Dataset records about object locations:
——
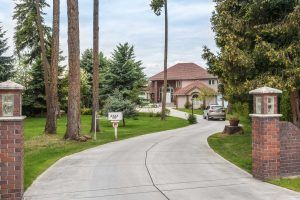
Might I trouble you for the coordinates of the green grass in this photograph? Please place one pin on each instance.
(196, 111)
(41, 151)
(238, 150)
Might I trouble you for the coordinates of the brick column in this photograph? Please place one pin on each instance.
(11, 157)
(265, 147)
(11, 141)
(265, 134)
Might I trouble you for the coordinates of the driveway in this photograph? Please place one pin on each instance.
(176, 164)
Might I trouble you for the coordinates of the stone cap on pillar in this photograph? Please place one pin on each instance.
(9, 85)
(265, 90)
(265, 102)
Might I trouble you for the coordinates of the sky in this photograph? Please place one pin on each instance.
(134, 22)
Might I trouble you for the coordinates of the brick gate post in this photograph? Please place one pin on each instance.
(11, 141)
(265, 133)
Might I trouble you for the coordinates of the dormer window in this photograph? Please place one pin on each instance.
(211, 82)
(178, 84)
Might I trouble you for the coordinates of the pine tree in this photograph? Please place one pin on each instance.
(157, 6)
(259, 45)
(86, 64)
(123, 73)
(6, 62)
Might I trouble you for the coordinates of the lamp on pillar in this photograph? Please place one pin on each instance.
(11, 141)
(265, 133)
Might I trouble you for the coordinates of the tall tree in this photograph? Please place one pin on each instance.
(259, 45)
(86, 64)
(95, 109)
(73, 124)
(50, 70)
(6, 62)
(26, 36)
(123, 73)
(157, 6)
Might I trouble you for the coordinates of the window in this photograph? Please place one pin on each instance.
(178, 84)
(271, 105)
(258, 105)
(211, 82)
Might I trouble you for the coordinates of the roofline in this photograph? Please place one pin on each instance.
(206, 78)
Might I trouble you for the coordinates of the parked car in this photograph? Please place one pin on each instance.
(214, 112)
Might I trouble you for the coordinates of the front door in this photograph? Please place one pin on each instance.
(169, 98)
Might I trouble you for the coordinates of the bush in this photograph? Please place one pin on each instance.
(187, 105)
(117, 103)
(192, 119)
(86, 111)
(151, 114)
(167, 112)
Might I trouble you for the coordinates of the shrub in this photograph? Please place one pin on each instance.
(117, 103)
(192, 119)
(167, 112)
(151, 114)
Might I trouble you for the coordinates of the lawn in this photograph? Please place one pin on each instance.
(196, 111)
(41, 151)
(238, 148)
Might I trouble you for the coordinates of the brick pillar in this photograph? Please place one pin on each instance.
(265, 134)
(11, 142)
(265, 147)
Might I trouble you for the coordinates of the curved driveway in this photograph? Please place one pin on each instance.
(176, 164)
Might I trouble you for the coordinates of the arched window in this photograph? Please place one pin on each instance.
(169, 90)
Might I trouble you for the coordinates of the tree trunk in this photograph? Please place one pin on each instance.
(295, 107)
(46, 67)
(52, 113)
(163, 111)
(95, 68)
(73, 124)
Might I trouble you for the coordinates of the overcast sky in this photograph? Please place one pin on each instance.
(134, 22)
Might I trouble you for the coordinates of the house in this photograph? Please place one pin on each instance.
(185, 82)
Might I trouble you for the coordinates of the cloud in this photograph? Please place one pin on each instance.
(133, 21)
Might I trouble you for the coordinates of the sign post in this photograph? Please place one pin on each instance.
(97, 117)
(115, 117)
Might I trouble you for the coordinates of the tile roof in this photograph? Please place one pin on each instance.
(195, 85)
(184, 71)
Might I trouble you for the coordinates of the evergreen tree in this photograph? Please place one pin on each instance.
(86, 63)
(26, 36)
(6, 62)
(123, 73)
(259, 45)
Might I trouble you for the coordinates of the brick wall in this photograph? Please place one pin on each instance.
(290, 149)
(265, 147)
(11, 160)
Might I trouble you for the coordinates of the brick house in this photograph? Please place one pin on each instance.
(185, 81)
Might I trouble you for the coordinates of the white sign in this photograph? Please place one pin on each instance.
(115, 116)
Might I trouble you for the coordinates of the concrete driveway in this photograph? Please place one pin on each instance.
(175, 164)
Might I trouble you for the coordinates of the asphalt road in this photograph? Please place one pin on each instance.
(177, 165)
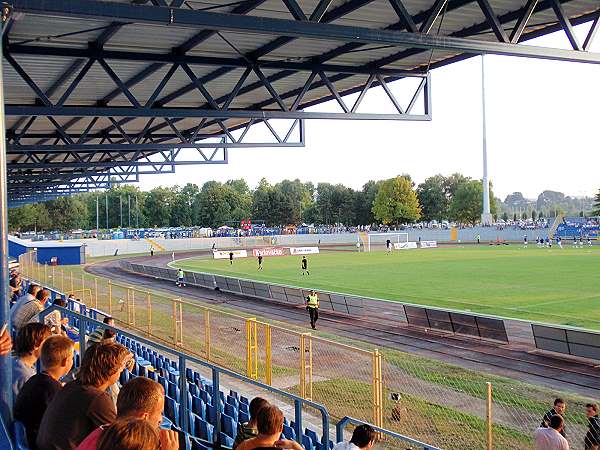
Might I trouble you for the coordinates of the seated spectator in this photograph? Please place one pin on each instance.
——
Exercise details - Images in the records should not be copied. Repeat all the rest exactly.

Full output -
Might I trouble you for the coordinates of the green grass in this photograph? Please place one pin on each instance.
(196, 111)
(41, 151)
(238, 150)
Might I trouble you for the coordinates of the brick column in this photograph? Please place one pin on each instance.
(11, 157)
(265, 147)
(11, 141)
(265, 134)
Might I trouble you for the coordinates of the driveway in this photograph? Please place one pin on each instance.
(176, 164)
Might I trouble you for the coordinates of the stone cap on pillar in this photograph? Please place one pin on each instance.
(9, 85)
(265, 90)
(265, 102)
Might I trouble you for the coordinates of the sky in this photograph? Please place one pin on each instance.
(134, 22)
Might I trouble you for the coordinates of the brick gate post in this photograph? Please place one pin on each instance.
(11, 141)
(265, 133)
Might I trouble you for the coordinates of the dormer window in this photograph? Please place one pin on each instance.
(211, 82)
(178, 84)
Might I trouble you for the coordinates of the pine tree in this photograph? Please place one pin on each instance.
(157, 6)
(259, 45)
(86, 64)
(123, 73)
(6, 62)
Might I trouble you for the coordinates of the lamp on pillar in this photograph? Please place one pin on each instance.
(11, 141)
(265, 133)
Might I trouble you for the coordinates of the tall tree in this photograph? Please place one pin on each instance.
(259, 45)
(86, 64)
(95, 109)
(73, 124)
(50, 70)
(6, 62)
(26, 36)
(123, 73)
(157, 6)
Might I trouble you for the coordinates of the window in this photograph? Please place one pin on each instance.
(178, 84)
(271, 105)
(258, 105)
(211, 82)
Might I trouble you for the coordinates of the roofline in this photograph? Please place one pin on each instance.
(206, 78)
Might I trouble you for the coordinates of the parked car in this photograph? Please place one pin on each instance.
(214, 112)
Might I trouble you for the coordinates of the front door in this photograph? Please place one pin on each instance.
(169, 98)
Might I trouble you for the coordinates of the bush in this photograph? Please place one pin on each instance.
(187, 105)
(117, 103)
(192, 119)
(86, 111)
(151, 114)
(167, 112)
Might I trouble you for the coordinates of the shrub in this photograph? Please place one pin on each instance.
(117, 103)
(192, 119)
(167, 112)
(151, 114)
Might I trouble you for the coordinates of the lawn in this photograph? Please place one pin on each instance.
(196, 111)
(41, 151)
(238, 148)
Might I trouble you for the coordinates of the brick pillar in this photograph? Please place one pin on each instance.
(265, 134)
(11, 142)
(265, 147)
Might I trouble you for the coordinates of the curved driveway in this photograph? Please place one pin on each instance.
(176, 164)
Might I trouble you for the coordinates of the arched window in this photograph? Please place one pin on each instance.
(169, 90)
Might I trouble you for the coordinates of the tree trunk in this photograph? Please place one pin on each instance.
(295, 107)
(46, 67)
(52, 113)
(163, 111)
(95, 68)
(73, 124)
Might I trouble you for the coordinates of the overcast sky in this photograph? Please place one pin on each instance.
(134, 22)
Might I trouble you for the coordinates of the house in this photograph? Please place one pin on each instance.
(185, 82)
Might I trouble you for the coordinates of the cloud in this photograph? Please place one pin on each instance.
(133, 21)
Might I trouble you for the coordinates of the sign post in this photograph? Please place one pin on each instance.
(97, 117)
(115, 117)
Might I trouble you for the coordinates of the tile roof in this photograph? Please place one pin on each instance.
(195, 85)
(184, 71)
Might I trouble you for the coordinates of the evergreen tree in this photograph? Please place one pin on each instance.
(86, 63)
(26, 36)
(6, 62)
(123, 73)
(259, 45)
Might I trouble you for the coordinates of the brick wall in this photograph? Please place one pin on each instance.
(290, 149)
(265, 147)
(11, 160)
Might I trouble you for the coordinates of the brick house in this photograph? Please place one pin on each instance.
(185, 81)
Might I trouble you for the coordinates of the white sign in this photograph? Please place one pin on each instance.
(115, 116)
Might I trouble you for the coordinates of the concrete driveway in this photograph? Please place one pin on each instance.
(175, 164)
Might I trouble you for the coordinates of the asphalt road in this photograph? Please place one pin on each instance.
(177, 165)
Might I trouble you for the coordinates of the seated spectator in this photograph? Please place one pin on each instance.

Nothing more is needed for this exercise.